→ **TASK DETAILS**:
Transcribe every entry exactly, leaving out any pictures.

→ **DATA RECORDS**:
========================================================================

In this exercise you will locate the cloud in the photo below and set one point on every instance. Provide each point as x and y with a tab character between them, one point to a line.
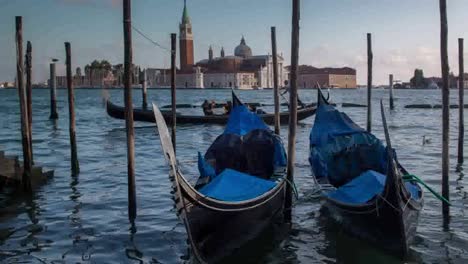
111	3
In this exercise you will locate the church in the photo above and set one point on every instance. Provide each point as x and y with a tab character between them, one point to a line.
242	70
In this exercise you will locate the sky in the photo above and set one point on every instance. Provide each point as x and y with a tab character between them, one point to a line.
405	34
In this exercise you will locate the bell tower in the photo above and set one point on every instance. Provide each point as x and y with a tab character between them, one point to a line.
186	41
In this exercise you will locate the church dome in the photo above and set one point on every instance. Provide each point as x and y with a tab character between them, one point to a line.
243	50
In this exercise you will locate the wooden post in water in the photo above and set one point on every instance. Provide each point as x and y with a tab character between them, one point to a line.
127	27
173	87
445	107
390	77
29	93
275	80
461	86
53	92
144	89
75	167
369	82
25	140
292	108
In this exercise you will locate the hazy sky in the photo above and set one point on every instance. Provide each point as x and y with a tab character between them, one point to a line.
333	32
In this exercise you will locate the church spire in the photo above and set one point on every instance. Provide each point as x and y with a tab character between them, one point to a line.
210	53
185	16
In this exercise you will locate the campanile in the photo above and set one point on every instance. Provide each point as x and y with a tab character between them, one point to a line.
186	41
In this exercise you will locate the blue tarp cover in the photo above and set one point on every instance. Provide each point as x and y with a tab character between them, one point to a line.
330	123
242	121
352	159
234	186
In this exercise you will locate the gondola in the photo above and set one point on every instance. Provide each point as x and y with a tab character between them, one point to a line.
139	114
362	181
240	190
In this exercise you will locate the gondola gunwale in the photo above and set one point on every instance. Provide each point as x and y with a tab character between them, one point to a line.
209	203
186	209
395	202
370	206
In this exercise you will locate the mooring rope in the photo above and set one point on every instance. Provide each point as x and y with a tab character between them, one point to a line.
412	177
149	39
293	186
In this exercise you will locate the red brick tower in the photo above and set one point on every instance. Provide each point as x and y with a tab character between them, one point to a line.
186	41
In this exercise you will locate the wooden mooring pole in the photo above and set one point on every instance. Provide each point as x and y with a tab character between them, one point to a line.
461	86
127	27
25	140
53	92
292	109
29	93
390	77
75	167
369	82
445	107
173	87
144	89
275	80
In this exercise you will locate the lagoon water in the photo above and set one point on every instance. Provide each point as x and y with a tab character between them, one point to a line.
83	219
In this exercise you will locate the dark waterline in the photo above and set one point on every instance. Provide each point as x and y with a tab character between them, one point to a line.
84	218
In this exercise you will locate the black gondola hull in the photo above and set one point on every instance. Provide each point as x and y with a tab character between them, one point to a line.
217	229
216	235
118	112
379	223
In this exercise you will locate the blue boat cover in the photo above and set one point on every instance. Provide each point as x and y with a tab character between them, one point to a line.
353	160
234	186
242	121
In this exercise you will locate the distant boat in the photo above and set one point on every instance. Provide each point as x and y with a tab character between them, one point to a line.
147	115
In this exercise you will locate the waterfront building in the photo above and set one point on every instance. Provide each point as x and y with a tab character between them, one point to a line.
310	76
99	74
242	70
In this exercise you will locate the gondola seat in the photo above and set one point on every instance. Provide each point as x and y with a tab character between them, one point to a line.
258	149
233	186
226	152
361	189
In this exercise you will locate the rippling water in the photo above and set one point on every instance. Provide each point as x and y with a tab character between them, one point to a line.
84	218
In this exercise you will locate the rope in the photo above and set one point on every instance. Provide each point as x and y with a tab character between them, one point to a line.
149	39
411	177
293	185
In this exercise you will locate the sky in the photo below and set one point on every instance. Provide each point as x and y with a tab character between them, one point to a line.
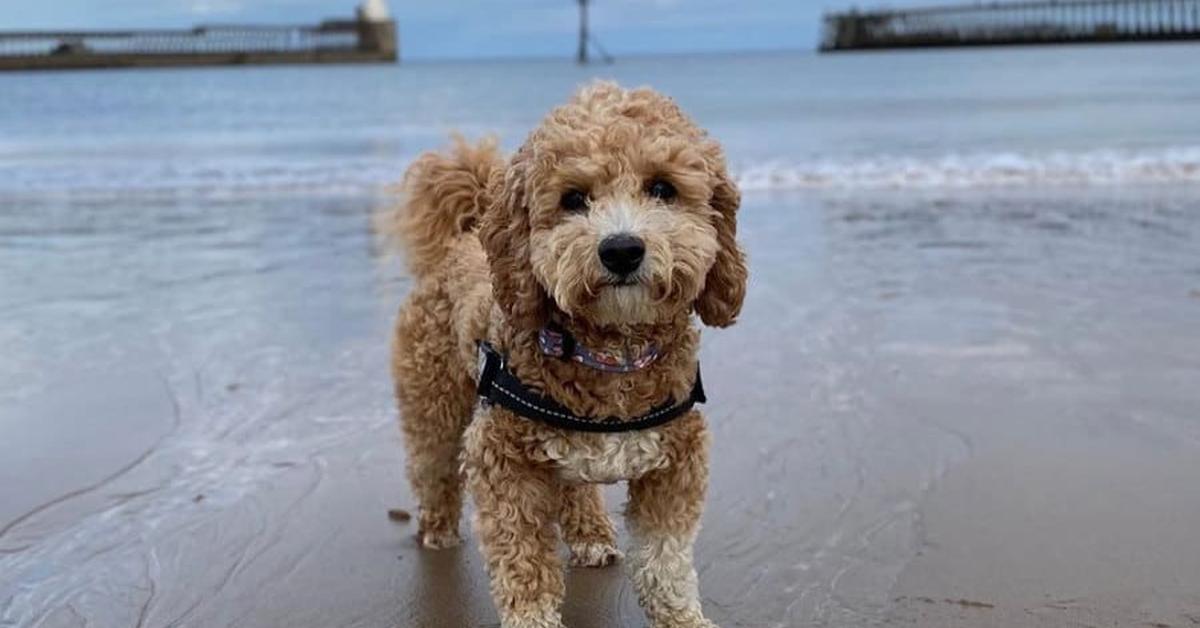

========================================================================

→ **EXPECTED ANSWER**:
In this exercise you will locate the cloud in the photo below and set one point on every instance. Provide each point as x and y with a tab character between them, one point to a line.
111	3
In this exercise you will locate the church in the photo above and set one point on every instance. Provide each point as x and y with a tab character between them, one point to a line.
242	70
In this exercise you will locate the sky in the photo above and set one point on every instance. Provide each point as x and y with a tab character between them, one point to a line.
405	34
In this exercise you will locate the bell tower in the photo above and set one point on every instance. Provide each point as x and y with a tab character between them, one point to a line.
186	41
In this exercise you will locate the church dome in the photo above and set one point on every instance. Provide each point as x and y with a tab character between them, one point to a line.
243	50
In this exercise you will locate the wooden post in water in the photo above and set one point on every instance. Provide each point as x and y with a tab character between them, one point to a line.
127	27
173	87
445	107
390	77
29	93
275	80
461	86
53	92
144	89
75	167
369	82
25	140
292	108
In this exercise you will locate the hazy sky in the photo above and set one point on every instance. Provide each point as x and y with a tab character between them, one point to a line.
333	32
In this exercise you will locate the church spire in the photo above and set one point on every instance. Provide each point as x and y with a tab character between them, one point to a line.
210	53
185	16
In this exercise you will locate the campanile in the photo above and set one point on every instance. Provide each point as x and y with a tab character between them, one point to a line.
186	41
In this exercise you will locate the blue tarp cover in the photo above and set one point on every instance. Provide each point as x and y with a tab character between them, one point to a line.
330	123
242	121
352	159
234	186
In this exercise you will locate the gondola in the photo above and set one point on every instance. Provide each point as x and y with a tab character between them, one point to a line.
139	114
362	181
240	190
In this exercise you will locate the gondola gunwale in the photo above and set one point on every instance. Provide each point as x and y with a tab character between them, one point to a line.
209	203
186	209
395	202
370	206
In this exercise you will locate the mooring rope in the photo above and set one point on every instance. Provide each point as x and y with a tab character between them, one point to a line.
412	177
149	39
293	186
In this exercise you will locate the red brick tower in the photo above and set one point on every instance. Provide each point as x and y with a tab character between them, one point to a line.
186	41
In this exercise you will locate the wooden mooring pole in the photo above and set one point on every instance. Provide each point as x and y with a tab character between them, one point to a line.
461	86
127	27
25	140
53	92
292	109
29	93
390	77
75	167
369	82
445	107
173	87
144	89
275	80
In this exercise you will locate the lagoon water in the photo above and set one point on every instance. Provide each point as x and y with a tab character between them, one point to a line.
83	219
In this exercise you will locate the dark waterline in the photo above and set one point on every instance. Provide each point as x and y with a tab character between them, one point to a line.
84	218
In this exercise you will locate the black gondola hull in the photo above and set one point on every instance. Provide each point as x and y with a tab character between them, one point to a line.
217	229
216	235
118	112
379	223
In this exercise you will locate the blue boat cover in the photo above and set one point on every instance. Provide each point as x and y with a tab character between them, one point to a line.
353	160
234	186
242	121
In this exercise you will locate the distant boat in the photo above and set one point on every instance. Provide each point as x and y with a tab character between them, one point to a line.
147	115
In this exercise you will locate the waterfront building in the photo above and set one point on every instance. Provide each point as x and y with a tab character between them, one point to a line.
310	76
99	74
242	70
In this exercise you will locate the gondola seat in the photo above and set one point on every instance. Provide each point as x and y with a tab character between them, one point to a line.
258	149
233	186
226	152
361	189
In this exercise you will locate the rippling water in the photo above and set one point on every instance. Provide each point as x and y with a tab character between them, one point to a line.
84	218
In this exercise you will locate the rope in the photo above and set one point on every instance. Provide each point as x and y with a tab character between them, one point to a line.
149	39
411	177
293	185
In this exercise you will locate the sky in the photo below and set one point on every instance. Provide each point as x and y with a tab character between them, one point to a line.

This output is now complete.